§ **TASK INPUT**:
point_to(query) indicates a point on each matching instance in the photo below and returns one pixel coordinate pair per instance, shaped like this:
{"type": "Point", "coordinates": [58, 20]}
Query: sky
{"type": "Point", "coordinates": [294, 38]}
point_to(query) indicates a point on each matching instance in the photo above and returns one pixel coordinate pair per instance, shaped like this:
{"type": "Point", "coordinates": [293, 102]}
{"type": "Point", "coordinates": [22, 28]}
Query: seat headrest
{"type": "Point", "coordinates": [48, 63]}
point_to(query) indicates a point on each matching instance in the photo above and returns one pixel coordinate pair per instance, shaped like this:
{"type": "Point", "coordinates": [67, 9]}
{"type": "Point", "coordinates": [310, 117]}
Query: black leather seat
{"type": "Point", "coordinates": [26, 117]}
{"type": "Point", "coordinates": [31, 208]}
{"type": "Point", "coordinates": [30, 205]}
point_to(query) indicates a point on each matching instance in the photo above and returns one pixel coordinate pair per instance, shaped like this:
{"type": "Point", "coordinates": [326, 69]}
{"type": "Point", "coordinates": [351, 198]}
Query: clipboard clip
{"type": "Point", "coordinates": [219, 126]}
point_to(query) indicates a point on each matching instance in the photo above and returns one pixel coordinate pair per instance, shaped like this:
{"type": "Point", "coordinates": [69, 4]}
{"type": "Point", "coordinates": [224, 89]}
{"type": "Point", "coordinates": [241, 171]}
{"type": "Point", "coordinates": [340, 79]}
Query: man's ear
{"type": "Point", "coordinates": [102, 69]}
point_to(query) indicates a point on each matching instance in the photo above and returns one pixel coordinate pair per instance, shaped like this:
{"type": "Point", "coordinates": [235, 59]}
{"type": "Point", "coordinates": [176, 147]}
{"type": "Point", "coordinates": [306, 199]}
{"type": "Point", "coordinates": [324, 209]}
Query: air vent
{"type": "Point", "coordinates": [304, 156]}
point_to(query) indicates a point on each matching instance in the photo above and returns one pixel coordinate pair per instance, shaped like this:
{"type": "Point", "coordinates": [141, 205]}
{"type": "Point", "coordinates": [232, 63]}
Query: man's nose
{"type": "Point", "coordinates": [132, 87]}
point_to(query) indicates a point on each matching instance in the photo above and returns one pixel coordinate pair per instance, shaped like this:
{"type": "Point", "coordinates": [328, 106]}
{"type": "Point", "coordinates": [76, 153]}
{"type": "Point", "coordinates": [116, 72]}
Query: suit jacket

§ **ACTIVITY**: Copy, exactly and with nothing added, the lines from the one containing "Query: man's nose" through the end of the records.

§ **ANSWER AREA**:
Query: man's nose
{"type": "Point", "coordinates": [132, 87]}
point_to(query) indicates a point on each matching instance in the photo above and returns one pixel coordinate pair per instance, shaped like this:
{"type": "Point", "coordinates": [328, 106]}
{"type": "Point", "coordinates": [76, 153]}
{"type": "Point", "coordinates": [116, 72]}
Query: suit jacket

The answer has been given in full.